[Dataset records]

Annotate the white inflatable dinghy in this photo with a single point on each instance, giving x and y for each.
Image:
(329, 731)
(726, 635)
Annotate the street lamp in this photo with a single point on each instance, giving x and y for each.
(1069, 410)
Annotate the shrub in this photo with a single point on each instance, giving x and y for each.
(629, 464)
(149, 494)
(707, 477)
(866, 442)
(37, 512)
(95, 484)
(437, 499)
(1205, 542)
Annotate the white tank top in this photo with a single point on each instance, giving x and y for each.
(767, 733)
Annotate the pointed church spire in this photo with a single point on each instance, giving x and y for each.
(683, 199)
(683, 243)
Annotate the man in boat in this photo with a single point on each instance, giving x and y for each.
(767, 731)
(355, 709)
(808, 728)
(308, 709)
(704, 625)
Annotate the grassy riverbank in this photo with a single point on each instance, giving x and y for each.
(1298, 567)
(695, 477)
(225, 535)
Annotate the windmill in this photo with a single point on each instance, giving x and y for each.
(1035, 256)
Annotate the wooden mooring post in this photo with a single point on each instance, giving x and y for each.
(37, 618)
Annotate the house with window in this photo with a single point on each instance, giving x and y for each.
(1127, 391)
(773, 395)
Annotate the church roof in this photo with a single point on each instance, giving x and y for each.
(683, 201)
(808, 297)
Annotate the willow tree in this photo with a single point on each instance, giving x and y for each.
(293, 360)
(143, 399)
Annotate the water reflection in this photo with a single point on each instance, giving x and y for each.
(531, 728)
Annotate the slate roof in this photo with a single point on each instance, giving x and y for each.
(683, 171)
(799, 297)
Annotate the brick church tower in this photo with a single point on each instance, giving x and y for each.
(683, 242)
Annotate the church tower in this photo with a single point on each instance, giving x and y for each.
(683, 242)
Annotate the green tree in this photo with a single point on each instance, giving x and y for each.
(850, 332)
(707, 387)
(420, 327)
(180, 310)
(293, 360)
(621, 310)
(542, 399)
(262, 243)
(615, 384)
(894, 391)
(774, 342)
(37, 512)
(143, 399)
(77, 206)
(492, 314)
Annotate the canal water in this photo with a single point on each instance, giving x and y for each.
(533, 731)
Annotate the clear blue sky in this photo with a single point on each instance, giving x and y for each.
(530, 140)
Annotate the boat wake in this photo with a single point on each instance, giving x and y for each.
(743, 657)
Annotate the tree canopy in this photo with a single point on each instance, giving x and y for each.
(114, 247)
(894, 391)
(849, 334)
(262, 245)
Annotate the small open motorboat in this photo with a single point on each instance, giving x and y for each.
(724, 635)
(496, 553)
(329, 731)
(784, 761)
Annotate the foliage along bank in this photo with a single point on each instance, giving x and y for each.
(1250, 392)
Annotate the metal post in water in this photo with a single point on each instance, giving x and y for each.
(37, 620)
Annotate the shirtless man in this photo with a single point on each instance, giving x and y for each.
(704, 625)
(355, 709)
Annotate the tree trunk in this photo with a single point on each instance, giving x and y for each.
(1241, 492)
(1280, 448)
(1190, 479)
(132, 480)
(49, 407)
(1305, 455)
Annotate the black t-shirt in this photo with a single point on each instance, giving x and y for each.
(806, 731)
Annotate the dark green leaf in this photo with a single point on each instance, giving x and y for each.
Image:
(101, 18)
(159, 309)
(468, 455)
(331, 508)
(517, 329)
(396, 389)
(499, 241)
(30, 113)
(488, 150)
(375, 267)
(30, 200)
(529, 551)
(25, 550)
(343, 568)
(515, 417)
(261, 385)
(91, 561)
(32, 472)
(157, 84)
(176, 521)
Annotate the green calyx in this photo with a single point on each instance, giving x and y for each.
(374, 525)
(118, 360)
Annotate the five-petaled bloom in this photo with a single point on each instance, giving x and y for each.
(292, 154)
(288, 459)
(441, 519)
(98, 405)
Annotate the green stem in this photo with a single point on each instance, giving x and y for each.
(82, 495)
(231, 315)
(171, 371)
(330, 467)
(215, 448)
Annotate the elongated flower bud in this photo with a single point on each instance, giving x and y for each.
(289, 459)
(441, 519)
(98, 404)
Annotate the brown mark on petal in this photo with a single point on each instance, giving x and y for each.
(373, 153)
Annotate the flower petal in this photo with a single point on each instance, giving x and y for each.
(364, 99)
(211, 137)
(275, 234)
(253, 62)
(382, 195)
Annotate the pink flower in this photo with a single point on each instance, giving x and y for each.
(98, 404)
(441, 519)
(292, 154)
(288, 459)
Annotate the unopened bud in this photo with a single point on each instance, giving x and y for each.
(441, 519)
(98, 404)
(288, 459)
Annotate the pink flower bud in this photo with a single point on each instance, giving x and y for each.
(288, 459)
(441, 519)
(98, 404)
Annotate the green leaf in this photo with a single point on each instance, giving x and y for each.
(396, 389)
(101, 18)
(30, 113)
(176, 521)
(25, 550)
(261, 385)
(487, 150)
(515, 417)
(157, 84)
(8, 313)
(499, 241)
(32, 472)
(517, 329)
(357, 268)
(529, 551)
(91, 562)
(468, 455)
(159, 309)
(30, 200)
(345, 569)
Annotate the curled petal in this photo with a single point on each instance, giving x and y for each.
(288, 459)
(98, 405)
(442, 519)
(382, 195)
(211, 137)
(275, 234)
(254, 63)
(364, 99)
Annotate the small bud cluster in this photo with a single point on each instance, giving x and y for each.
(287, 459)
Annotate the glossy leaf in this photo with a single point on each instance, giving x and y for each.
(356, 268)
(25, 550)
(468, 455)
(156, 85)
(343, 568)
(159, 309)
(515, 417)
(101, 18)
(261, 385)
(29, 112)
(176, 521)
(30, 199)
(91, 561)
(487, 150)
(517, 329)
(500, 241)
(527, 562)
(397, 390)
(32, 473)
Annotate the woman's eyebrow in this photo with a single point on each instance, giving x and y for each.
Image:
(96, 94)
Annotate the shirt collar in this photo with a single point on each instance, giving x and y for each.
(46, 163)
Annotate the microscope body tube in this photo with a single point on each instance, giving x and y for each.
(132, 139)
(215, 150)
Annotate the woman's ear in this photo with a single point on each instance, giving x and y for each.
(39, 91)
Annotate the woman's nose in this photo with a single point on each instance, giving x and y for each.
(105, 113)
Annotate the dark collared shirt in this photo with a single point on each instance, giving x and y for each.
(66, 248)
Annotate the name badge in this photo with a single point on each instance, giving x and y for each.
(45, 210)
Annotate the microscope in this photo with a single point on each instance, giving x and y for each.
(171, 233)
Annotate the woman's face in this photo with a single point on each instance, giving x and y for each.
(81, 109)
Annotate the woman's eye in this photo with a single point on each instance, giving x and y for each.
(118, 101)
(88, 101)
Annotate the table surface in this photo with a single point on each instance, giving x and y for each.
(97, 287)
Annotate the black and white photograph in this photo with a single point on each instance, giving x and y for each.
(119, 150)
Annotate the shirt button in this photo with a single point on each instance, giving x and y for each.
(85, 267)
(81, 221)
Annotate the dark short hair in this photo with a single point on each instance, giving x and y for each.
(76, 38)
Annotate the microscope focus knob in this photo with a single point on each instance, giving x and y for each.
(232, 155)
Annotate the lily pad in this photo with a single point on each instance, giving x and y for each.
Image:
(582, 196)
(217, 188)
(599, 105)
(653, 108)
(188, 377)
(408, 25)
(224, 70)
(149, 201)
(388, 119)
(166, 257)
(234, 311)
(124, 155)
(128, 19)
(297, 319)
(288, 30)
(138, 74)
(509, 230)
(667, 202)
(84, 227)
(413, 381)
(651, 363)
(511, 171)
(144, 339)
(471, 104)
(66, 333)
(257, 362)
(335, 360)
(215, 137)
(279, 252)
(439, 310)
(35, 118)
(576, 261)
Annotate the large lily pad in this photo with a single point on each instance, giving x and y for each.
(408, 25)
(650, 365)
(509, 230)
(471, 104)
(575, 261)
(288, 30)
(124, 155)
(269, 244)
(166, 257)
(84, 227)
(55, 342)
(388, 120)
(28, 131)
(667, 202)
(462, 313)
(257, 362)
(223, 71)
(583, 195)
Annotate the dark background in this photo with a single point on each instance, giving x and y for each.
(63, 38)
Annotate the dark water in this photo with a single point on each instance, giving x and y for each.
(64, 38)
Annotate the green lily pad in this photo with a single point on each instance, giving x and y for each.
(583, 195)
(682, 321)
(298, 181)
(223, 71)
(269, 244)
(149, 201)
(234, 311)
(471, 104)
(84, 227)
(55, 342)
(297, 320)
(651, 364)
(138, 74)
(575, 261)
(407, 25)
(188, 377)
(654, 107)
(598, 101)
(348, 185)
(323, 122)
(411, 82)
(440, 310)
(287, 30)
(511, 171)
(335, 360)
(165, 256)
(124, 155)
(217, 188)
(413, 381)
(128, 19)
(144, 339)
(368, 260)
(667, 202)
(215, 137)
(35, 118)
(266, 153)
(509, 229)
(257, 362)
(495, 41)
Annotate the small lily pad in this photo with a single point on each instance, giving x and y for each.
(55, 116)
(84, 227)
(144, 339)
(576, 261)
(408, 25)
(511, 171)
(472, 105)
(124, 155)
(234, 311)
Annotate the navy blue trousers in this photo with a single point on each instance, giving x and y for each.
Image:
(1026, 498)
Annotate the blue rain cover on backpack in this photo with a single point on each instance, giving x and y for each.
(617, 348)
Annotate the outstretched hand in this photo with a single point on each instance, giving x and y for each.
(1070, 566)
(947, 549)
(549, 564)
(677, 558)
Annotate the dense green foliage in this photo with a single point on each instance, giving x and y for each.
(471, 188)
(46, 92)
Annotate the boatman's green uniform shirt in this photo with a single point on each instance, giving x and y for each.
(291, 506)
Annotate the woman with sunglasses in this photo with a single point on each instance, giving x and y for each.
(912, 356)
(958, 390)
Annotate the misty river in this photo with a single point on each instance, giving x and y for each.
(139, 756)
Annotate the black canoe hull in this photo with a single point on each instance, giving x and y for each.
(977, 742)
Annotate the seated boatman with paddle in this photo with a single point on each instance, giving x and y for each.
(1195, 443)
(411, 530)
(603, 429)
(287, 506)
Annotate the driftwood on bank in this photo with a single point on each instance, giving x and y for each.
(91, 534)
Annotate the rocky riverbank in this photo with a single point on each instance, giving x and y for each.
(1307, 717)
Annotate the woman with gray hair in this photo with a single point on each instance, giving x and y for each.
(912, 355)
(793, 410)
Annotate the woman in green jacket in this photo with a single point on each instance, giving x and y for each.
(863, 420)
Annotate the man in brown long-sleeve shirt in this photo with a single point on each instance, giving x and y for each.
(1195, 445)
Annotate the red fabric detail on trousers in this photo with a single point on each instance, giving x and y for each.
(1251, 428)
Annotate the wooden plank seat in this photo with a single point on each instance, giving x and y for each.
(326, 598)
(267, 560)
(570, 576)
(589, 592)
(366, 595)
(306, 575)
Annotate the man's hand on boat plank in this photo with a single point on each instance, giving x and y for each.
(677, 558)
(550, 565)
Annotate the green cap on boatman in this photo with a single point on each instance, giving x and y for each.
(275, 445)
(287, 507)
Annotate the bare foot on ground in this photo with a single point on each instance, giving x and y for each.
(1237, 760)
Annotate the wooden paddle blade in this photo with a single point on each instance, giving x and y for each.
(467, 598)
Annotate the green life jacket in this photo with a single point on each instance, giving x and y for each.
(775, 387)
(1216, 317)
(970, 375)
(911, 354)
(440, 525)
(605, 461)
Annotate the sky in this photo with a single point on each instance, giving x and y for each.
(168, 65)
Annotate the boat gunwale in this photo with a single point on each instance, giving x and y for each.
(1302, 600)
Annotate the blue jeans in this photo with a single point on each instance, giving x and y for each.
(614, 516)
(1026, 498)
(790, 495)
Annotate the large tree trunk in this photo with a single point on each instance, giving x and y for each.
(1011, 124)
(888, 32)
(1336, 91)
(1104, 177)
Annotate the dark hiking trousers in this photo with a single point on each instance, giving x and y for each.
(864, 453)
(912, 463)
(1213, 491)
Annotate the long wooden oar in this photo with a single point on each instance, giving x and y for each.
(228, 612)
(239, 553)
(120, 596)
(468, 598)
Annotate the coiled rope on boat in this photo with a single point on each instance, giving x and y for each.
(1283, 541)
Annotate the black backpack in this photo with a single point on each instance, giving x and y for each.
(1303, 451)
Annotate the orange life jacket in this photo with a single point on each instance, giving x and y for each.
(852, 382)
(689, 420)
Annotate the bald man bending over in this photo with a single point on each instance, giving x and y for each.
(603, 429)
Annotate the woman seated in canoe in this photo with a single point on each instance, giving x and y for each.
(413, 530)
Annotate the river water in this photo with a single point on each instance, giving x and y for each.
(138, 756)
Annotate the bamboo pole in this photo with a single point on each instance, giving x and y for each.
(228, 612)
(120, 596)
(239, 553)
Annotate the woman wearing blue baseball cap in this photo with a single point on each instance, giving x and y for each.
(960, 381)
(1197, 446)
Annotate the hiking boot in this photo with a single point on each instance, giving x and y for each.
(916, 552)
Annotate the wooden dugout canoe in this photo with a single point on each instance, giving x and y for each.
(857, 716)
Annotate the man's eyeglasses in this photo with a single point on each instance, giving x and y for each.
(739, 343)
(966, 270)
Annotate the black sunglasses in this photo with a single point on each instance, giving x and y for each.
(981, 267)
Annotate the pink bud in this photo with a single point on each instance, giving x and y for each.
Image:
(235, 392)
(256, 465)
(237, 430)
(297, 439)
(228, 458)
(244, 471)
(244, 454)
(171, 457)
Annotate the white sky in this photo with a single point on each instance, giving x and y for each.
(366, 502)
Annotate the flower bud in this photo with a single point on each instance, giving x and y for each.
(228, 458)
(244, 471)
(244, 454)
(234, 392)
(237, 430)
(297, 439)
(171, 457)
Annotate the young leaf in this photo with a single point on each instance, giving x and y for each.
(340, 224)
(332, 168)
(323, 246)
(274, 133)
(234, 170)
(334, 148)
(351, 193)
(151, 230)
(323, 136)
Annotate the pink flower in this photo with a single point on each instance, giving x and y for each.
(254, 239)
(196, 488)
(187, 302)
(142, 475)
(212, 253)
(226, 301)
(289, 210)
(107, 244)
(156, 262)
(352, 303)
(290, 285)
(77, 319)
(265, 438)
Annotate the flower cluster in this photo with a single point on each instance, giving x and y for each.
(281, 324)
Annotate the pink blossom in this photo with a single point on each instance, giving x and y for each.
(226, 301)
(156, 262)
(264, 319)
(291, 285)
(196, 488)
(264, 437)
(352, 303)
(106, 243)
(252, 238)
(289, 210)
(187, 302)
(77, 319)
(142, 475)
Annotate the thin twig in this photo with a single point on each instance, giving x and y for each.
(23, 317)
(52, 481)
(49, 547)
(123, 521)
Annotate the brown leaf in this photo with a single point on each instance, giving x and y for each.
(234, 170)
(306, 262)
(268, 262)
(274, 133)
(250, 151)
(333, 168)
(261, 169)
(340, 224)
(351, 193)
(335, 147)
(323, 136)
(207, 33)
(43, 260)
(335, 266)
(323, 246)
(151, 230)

# Exercise details
Reproduce nothing but the lines from the line containing "Annotate the pink blossom" to the last line of the data, each exactly as written.

# Full output
Annotate the pink blossom in this photo with a single point on each instance, giving x and y for each.
(226, 301)
(156, 262)
(264, 319)
(291, 285)
(196, 488)
(264, 437)
(352, 303)
(106, 243)
(252, 238)
(289, 210)
(187, 302)
(77, 319)
(142, 475)
Annotate the thin twig in this photo with a single point on each instance, giving x and y for each.
(23, 317)
(52, 481)
(49, 547)
(123, 521)
Annotate the brown leaf in this photo with a single point on each instance, giving x and y for each.
(234, 170)
(306, 262)
(268, 262)
(274, 133)
(250, 151)
(333, 168)
(261, 169)
(340, 224)
(351, 193)
(335, 147)
(323, 136)
(207, 33)
(43, 260)
(335, 266)
(323, 246)
(151, 230)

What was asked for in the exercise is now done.